**Task requirements**
Type out every line below exactly as it reads.

**Records provided**
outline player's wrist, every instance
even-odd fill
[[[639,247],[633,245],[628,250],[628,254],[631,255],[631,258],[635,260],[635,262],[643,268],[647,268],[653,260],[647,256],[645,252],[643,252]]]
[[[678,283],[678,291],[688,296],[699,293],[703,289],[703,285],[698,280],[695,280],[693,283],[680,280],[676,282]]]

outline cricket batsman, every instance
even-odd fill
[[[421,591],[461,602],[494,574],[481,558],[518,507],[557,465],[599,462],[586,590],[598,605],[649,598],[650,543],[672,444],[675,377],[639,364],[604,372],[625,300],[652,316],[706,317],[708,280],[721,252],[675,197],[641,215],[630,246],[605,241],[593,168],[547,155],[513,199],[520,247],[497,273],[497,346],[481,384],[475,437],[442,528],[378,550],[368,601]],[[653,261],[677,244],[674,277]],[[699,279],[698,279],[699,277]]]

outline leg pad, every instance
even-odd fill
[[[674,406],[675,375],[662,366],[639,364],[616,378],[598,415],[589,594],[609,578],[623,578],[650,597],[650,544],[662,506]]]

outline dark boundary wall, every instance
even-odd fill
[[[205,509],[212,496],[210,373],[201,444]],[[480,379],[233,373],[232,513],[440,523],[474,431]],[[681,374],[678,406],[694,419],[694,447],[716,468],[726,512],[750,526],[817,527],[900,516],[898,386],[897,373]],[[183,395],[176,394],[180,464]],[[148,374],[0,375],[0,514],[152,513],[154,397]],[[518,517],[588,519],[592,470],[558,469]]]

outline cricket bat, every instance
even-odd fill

**Output**
outline player's wrist, every instance
even-odd fill
[[[639,247],[633,245],[628,250],[628,254],[631,255],[631,258],[635,260],[635,262],[643,268],[647,268],[653,260],[647,256],[645,252],[643,252]]]
[[[678,283],[678,291],[688,296],[699,293],[703,289],[703,285],[698,280],[695,280],[693,283],[680,280],[676,282]]]

outline cricket batsman, every instance
even-odd fill
[[[421,591],[461,602],[494,574],[481,558],[518,507],[557,465],[599,462],[586,590],[598,605],[649,598],[650,543],[672,444],[675,377],[639,364],[604,372],[625,300],[652,316],[706,317],[708,280],[721,252],[675,197],[641,215],[630,246],[605,241],[593,168],[547,155],[513,199],[520,247],[497,273],[497,346],[481,384],[475,437],[442,528],[378,550],[368,601]],[[653,261],[677,244],[674,277]],[[699,279],[698,279],[699,277]]]

outline leg pad, every instance
even-odd fill
[[[674,406],[675,375],[662,366],[639,364],[616,378],[598,415],[589,594],[609,578],[623,578],[650,597],[650,544],[662,506]]]

outline dark boundary wall, every instance
even-odd fill
[[[205,509],[212,496],[210,373],[201,444]],[[480,379],[233,373],[232,513],[440,523],[474,431]],[[681,374],[678,406],[694,419],[694,447],[716,468],[726,512],[750,526],[817,527],[900,516],[898,386],[897,373]],[[183,395],[176,394],[180,464]],[[148,374],[0,375],[0,514],[152,513],[154,397]],[[518,517],[588,519],[592,470],[558,469]]]

outline cricket bat, every instance
even-odd fill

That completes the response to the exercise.